> [SELECTED PASSAGE]:

How to choose a mentor

Introduction

image showing crows on a multi choice road signMentors come in many shapes and sizes with varied levels of experience. Some may be suitable for you, others not. Some you will be able to achieve rapport with, others may make you feel uncomfortable. When you choose the right mentor, it can be a very uplifting experience and give a lifetime benefit.

The exercise here is to match your requirements with the experience of the mentor, while at the same time having rapport. Your mentor must be genuinely interested in your success, otherwise they are merely an independent advisor. You must be confident in the mentor’s professional expertise and it is  unlikely to be found in someone who doesn’t have a few wrinkles and grey hair.

Setting goals

You must clearly understand what you want from the mentoring experience.  Is it a pay rise, promotion, upskilling, improved personal relationships, improved communication skills or anything else?

If you need to improve in an area it doesn’t mean you necessarily need a mentor, maybe you just need to attend a course, read a book or do other research.

To help you develop your understanding, please complete this sentence:

 I need a mentor to help me to  …………………………………..

 by providing……………………………………………………….

 that will result in ……………………………………………………

 by this date………………………………………………………….

 Choosing the Mentor

What qualities are important to you in a mentor? What would make you feel comfortable, and how does your mentor rate against your qualities or criteria? This is an example of a checklist I would prepare to rate a potential mentor. Please make up your own checklist and rate your potential mentor.

  Mentor Rating – Circle one
Quality 1= poor 5=excellent
Interested in  My Success 1 2 3 4 5
Industry experience 1 2 3 4 5
Experience aligns with my skills gap 1 2 3 4 5
Good communication skills 1 2 3 4 5
Ability to reflect and understand 1 2 3 4 5
Highly recommended 1 2 3 4 5
Listening skills 1 2 3 4 5
Diagnostic skills 1 2 3 4 5
Rapport 1 2 3 4 5
Personal presentation 1 2 3 4 5
High Integrity 1 2 3 4 5
Inspiring to try new methods 1 2 3 4 5

 You might not want to use a particular mentor if you don’t have a high level of trust in their integrity.

The mentor’s experience

An important consideration is that the mentor’s experience must match your needs; and you should ask probing questions to establish this. Again, be unafraid, because in most cases your or someone else are paying for this and you need to get a great outcome. Ask them for examples of their experience. If they are reluctant to communicate with you or are in any way evasive, move on. An experienced mentor will have lots of examples of mentoring others with your needs.

The first mentoring meeting

The first meeting is critical. Ask questions satisfy yourself that your criteria can be met. Trust your instincts – does this feel right? Be very frank about your expectations and address practical issues like:

  • costs
  • confidentiality
  • experience
  • number of sessions.

Sources

Ask for recommendations from colleagues who have a mentor or get a referral through a professional organisation. There is a lot of good advice on the internet and if you do not belong to a professional organisation in Australia, you can approach the Australian Institute of Management, who have loads of information and advice to offer with many experienced mentors who they match with clients very carefully.

With proper preparation you will reach a point where your research and advice sought will give you plenty of practical information to make the choice that is right for you.

> [EXERCISE DATA]:
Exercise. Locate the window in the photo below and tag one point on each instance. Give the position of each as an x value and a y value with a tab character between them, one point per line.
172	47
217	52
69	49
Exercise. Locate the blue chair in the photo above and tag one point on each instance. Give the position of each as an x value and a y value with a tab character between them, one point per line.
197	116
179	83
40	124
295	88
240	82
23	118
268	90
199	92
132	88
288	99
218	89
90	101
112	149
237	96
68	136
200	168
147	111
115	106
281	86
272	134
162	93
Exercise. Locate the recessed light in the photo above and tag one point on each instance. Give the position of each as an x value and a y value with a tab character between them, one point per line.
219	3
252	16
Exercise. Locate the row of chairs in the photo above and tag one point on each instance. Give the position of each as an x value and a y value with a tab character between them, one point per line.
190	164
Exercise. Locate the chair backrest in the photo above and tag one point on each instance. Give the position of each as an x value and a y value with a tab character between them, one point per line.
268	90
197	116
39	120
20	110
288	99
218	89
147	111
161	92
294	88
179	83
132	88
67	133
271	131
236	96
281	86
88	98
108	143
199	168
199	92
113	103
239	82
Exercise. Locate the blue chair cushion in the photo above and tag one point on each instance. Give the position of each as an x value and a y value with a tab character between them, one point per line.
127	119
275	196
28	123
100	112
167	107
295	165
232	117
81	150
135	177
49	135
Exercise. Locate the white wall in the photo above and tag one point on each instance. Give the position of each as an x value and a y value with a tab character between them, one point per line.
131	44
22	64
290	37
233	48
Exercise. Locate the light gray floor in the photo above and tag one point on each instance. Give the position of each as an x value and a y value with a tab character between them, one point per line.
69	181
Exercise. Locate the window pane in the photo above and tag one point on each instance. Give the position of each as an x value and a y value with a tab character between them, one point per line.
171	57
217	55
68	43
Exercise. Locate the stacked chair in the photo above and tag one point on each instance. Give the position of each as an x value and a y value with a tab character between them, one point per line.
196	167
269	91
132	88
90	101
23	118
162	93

> [TASK REQUIREMENTS]:
**A.** Rewrite the mentor guide between "The first meeting" and "right for you.", inclusive, replacing "colleagues" with "coworkers".
**B.** Summarize the guide on choosing a mentor in two sentences.
Work only from the text itself.

> [SOLUTIONS TO THE EXERCISE]:
**A.**
The first meeting is critical. Ask questions satisfy yourself that your criteria can be met. Trust your instincts – does this feel right? Be very frank about your expectations and address practical issues like:

  • costs
  • confidentiality
  • experience
  • number of sessions.

Sources

Ask for recommendations from coworkers who have a mentor or get a referral through a professional organisation. There is a lot of good advice on the internet and if you do not belong to a professional organisation in Australia, you can approach the Australian Institute of Management, who have loads of information and advice to offer with many experienced mentors who they match with clients very carefully.

With proper preparation you will reach a point where your research and advice sought will give you plenty of practical information to make the choice that is right for you.

**B.** Choosing a mentor means matching your own clearly understood goals with the mentor's experience while also having rapport, and you can rate potential mentors on a checklist of qualities such as integrity and probe their experience by asking for examples. The first meeting is critical for frank discussion of expectations and practical issues like costs, confidentiality, experience and number of sessions, and suitable mentors can be found through recommendations from colleagues or referrals from a professional organisation.